**The problem**. After finding the line containing "Target: small green bud" below, please output that line and each following one through the line containing "Target: out-of-focus foliage", exactly as written.
=== Begin Enclosure ===
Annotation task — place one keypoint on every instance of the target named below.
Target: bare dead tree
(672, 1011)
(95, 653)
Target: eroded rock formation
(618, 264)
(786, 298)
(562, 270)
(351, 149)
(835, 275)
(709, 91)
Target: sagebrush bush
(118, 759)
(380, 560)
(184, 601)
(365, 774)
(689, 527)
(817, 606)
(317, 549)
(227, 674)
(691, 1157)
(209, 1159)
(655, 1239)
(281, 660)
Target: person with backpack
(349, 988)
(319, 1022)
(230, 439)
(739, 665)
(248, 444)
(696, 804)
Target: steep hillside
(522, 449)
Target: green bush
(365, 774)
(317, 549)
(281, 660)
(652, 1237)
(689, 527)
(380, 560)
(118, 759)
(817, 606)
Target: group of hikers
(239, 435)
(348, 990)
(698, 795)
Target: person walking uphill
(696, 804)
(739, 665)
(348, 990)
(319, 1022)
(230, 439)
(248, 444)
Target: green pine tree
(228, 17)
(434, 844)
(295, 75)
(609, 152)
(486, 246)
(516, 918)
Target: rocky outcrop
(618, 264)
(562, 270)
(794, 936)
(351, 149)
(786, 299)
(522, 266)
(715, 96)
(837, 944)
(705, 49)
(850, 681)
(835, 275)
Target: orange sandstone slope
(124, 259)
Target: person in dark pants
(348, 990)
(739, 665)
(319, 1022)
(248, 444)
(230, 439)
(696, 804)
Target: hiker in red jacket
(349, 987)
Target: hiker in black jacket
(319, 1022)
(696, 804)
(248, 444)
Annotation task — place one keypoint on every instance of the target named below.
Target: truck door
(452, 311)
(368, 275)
=== End Enclosure ===
=== Begin Enclosure ===
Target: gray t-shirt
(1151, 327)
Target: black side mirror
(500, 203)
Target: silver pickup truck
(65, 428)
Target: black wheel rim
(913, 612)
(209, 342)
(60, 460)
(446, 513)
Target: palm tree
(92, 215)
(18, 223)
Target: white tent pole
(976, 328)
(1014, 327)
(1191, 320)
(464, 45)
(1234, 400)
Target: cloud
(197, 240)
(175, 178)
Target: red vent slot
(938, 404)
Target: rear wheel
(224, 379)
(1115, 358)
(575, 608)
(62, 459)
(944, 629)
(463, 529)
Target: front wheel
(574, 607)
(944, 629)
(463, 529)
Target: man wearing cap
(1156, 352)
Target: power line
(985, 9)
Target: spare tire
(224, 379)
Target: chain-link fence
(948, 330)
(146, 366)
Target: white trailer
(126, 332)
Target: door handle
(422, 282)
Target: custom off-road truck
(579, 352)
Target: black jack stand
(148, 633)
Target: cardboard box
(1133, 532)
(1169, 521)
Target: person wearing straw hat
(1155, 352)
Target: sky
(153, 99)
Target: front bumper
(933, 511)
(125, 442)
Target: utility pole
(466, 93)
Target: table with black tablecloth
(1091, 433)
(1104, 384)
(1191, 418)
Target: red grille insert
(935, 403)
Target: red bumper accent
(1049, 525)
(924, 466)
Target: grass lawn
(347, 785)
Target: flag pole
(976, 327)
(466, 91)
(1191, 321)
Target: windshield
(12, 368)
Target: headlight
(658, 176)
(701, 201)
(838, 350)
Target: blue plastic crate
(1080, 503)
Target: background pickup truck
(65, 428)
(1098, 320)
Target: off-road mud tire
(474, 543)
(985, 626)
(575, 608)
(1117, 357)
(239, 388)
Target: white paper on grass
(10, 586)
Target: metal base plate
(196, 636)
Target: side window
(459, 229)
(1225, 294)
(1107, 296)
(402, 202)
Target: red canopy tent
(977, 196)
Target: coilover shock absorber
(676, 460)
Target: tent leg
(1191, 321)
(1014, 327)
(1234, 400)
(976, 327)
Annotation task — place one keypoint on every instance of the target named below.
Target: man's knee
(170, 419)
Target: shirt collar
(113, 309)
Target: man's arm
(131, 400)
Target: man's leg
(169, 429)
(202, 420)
=== End Enclosure ===
=== Begin Enclosure ===
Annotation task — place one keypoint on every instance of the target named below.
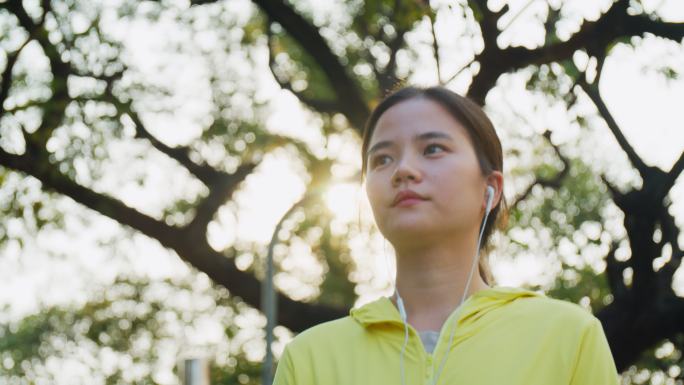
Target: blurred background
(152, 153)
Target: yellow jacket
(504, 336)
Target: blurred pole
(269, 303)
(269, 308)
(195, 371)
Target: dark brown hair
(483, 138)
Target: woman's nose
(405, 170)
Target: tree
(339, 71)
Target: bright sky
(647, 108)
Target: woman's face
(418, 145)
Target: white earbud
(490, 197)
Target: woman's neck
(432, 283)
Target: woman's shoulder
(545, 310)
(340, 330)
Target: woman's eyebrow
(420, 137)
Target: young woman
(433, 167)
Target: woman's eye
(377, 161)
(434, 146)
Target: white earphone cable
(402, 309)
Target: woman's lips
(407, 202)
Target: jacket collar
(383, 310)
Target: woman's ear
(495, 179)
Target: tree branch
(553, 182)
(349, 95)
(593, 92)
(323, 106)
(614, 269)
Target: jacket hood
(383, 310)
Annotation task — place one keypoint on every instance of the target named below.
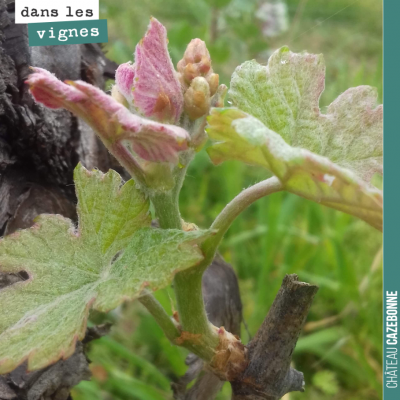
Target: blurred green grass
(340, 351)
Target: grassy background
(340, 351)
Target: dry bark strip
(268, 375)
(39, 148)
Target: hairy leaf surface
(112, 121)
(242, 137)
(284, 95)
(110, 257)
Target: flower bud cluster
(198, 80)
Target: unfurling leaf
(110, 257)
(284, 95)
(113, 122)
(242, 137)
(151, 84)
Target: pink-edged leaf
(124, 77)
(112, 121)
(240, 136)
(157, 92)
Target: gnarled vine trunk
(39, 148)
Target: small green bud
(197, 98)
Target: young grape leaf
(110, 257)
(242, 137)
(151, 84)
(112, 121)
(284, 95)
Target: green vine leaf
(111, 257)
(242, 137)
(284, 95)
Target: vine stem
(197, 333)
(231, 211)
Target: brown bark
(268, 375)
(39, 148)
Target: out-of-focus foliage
=== End Enclosure ===
**Answer below**.
Target: small green bud
(197, 98)
Target: young grape leaf
(110, 257)
(242, 137)
(151, 84)
(112, 121)
(284, 95)
Target: green vine leaf
(111, 257)
(242, 137)
(284, 95)
Target: vine stem
(197, 333)
(231, 211)
Target: brown bark
(268, 375)
(39, 148)
Target: out-of-focus foliage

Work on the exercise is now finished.